+++ Text provided

Last Updated Nov 3, 2020 at 2:20 pm EST

The Ford government has unveiled a new colour-coded, tiered system for imposing and lifting COVID-19 restrictions in Ontario, and under the new framework, indoor dining will soon return to bars and restaurants in the province’s four hotspots.

The five levels of the COVID-19 Response Framework, which applies to sector-specific cases, are:

  1. Prevent – green (standard measures)
  2. Protect – yellow (strengthened measures)
  3. Restrict – orange (intermediate measures)
  4. Control – red (stringent measures)
  5. Lockdown – grey (maximum measures)

 

Premier Doug Ford said Ottawa, Peel Region and York Region will be able to move into the ‘restrict’ (orange) level as of Saturday. Toronto will follow a week later on Nov. 14.

Under the first three levels that includes the ‘restrict’ tier, indoor dining at bars and restaurants will be permitted in hotspots, and gyms and cinemas will be able to operate, but with restrictions.

For example, the ‘restrict’ level would impose the following for restaurants and bars, and other food and drink establishments:

  • Indoor capacity of 50 people and four people will be allowed to sit together
  • Closure of strip clubs
  • Establishments to close at 10 p.m.
  • Liquor sold or served only between 9 a.m. to 9 p.m.
  • No consumption of liquor between 10 p.m. and 9 a.m.
  • Screening patrons

 

The province said the goal is to have every public health unit region in the “prevent” level.

“I’m always number one prevention … this gives us a tool to react,” Ford said. “This will help us put procedures and protocols in place.”

“I think the whole world is going to live with this for while. Most importantly we are going to work with the regions instead of a blanket approach. You gotta look at the social aspect of people’s lives.”

This latest framework comes on a day where the province recorded its highest-ever COVID-19 case count of 1,050.

The province said some of the aims of the new framework are to avoid the potential for more serious outbreaks, to keep vulnerable populations safe and to keep schools open. However, the levels in the framework don’t specifically mention restrictions to schools.

++++++
+++ Extracted information

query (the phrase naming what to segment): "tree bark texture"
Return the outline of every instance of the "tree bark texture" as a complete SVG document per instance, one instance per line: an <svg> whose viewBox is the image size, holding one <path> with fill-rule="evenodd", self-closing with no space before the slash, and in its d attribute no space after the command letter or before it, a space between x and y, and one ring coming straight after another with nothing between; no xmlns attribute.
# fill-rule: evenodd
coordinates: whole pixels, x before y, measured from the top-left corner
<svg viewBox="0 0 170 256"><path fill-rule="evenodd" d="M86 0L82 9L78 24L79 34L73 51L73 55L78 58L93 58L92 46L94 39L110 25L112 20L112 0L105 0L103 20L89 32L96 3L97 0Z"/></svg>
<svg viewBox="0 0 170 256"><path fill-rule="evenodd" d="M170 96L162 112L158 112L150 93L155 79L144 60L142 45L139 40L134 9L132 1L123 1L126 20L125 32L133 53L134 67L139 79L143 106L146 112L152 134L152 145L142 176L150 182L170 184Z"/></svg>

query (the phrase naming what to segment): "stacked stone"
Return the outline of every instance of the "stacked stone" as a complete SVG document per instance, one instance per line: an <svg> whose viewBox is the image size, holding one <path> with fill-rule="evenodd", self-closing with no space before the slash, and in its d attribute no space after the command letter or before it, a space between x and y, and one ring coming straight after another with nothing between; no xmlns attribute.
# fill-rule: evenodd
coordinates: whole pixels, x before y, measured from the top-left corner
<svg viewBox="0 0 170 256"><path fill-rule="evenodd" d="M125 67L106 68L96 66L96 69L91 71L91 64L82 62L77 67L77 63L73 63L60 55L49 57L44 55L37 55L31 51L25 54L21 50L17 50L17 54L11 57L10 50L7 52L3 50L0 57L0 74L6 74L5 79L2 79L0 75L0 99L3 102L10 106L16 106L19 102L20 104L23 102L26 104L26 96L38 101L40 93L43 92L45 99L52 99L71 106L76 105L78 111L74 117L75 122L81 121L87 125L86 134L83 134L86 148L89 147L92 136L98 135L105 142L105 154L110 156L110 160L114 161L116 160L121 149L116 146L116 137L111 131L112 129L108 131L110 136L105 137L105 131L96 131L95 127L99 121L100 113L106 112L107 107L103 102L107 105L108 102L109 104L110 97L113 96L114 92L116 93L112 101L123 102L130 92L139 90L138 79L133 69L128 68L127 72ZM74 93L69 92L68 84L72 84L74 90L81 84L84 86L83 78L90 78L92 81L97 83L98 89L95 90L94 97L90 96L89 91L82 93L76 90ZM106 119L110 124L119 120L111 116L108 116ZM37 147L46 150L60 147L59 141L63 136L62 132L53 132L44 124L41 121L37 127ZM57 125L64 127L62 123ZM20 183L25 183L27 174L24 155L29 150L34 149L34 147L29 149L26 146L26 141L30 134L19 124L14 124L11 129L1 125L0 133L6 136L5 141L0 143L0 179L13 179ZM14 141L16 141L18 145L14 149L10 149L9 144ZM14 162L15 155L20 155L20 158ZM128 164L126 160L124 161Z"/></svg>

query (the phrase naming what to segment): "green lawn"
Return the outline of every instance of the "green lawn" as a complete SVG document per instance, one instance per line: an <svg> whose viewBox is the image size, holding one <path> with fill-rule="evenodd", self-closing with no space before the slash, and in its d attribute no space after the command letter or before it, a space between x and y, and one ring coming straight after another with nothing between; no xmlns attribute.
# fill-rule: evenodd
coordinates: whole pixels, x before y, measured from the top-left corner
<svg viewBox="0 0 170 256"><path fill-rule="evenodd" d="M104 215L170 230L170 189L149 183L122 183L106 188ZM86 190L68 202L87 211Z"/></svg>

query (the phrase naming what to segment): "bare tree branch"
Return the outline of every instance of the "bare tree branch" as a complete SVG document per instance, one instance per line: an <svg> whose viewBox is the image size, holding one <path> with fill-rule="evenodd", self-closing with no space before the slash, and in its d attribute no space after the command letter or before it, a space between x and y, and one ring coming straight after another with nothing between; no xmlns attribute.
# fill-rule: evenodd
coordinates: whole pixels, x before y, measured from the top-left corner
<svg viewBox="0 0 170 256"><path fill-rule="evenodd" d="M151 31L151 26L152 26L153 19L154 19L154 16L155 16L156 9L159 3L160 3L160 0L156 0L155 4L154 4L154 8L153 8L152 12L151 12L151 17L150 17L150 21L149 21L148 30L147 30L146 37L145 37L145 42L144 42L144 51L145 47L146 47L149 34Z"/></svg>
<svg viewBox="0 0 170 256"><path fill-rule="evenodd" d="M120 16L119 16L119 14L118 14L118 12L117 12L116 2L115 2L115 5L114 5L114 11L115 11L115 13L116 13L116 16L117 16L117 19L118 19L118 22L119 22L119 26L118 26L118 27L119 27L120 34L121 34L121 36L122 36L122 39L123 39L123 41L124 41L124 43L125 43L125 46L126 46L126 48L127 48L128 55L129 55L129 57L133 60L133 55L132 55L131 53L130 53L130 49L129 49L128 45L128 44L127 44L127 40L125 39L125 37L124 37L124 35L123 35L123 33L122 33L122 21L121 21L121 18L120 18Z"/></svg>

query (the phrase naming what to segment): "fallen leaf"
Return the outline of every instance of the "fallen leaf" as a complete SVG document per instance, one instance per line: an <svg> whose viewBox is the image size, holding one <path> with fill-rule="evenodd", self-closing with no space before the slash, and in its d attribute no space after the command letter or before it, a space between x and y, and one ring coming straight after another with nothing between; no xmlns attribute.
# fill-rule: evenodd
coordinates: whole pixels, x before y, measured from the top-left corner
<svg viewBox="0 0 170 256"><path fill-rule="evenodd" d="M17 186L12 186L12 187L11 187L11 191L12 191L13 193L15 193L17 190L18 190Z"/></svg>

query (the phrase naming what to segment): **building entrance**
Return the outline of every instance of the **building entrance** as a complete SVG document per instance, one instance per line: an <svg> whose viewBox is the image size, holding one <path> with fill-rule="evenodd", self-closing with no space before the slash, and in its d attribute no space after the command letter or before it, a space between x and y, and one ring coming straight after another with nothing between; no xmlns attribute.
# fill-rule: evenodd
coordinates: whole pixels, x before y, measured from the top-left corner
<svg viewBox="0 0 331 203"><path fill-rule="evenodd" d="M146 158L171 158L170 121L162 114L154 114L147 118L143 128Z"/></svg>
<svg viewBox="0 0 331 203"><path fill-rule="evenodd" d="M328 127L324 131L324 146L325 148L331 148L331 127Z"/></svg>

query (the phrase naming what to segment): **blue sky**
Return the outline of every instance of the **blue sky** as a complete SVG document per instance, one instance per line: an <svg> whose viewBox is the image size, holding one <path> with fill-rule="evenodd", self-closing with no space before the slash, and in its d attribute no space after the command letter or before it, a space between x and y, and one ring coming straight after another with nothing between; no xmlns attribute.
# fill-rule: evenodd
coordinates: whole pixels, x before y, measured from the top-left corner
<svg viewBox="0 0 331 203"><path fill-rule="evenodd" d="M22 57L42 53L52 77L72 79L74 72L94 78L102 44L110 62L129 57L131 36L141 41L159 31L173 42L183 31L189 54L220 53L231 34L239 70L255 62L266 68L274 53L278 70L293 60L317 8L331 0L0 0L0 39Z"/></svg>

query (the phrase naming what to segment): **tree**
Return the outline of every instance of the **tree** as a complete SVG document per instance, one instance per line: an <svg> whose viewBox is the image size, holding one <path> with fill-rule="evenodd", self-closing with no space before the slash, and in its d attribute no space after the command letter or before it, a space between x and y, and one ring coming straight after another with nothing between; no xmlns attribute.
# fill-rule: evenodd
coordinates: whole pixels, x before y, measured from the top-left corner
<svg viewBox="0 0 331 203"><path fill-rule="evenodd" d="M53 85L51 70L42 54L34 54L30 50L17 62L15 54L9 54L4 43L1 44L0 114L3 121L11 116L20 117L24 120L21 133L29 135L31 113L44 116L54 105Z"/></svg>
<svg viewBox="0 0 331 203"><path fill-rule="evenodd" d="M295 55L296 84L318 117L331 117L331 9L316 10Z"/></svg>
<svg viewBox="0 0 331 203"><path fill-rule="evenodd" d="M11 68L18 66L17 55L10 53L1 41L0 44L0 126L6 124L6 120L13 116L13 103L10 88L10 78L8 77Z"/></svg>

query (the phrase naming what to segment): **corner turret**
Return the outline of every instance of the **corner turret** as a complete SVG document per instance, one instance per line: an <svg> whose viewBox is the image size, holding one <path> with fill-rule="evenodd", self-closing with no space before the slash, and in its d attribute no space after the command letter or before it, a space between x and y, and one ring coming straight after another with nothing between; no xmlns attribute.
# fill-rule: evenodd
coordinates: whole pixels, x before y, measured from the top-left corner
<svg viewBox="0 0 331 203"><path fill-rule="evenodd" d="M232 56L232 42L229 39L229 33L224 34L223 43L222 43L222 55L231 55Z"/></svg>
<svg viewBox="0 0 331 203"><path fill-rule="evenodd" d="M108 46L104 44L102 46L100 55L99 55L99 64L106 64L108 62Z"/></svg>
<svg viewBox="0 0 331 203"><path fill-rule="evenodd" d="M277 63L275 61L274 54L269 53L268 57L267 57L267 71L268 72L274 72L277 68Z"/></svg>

++++++

In the article about Ontario's tiered COVID-19 framework, list each of the five levels with its color.

1. Prevent: green
2. Protect: yellow
3. Restrict: orange
4. Control: red
5. Lockdown: grey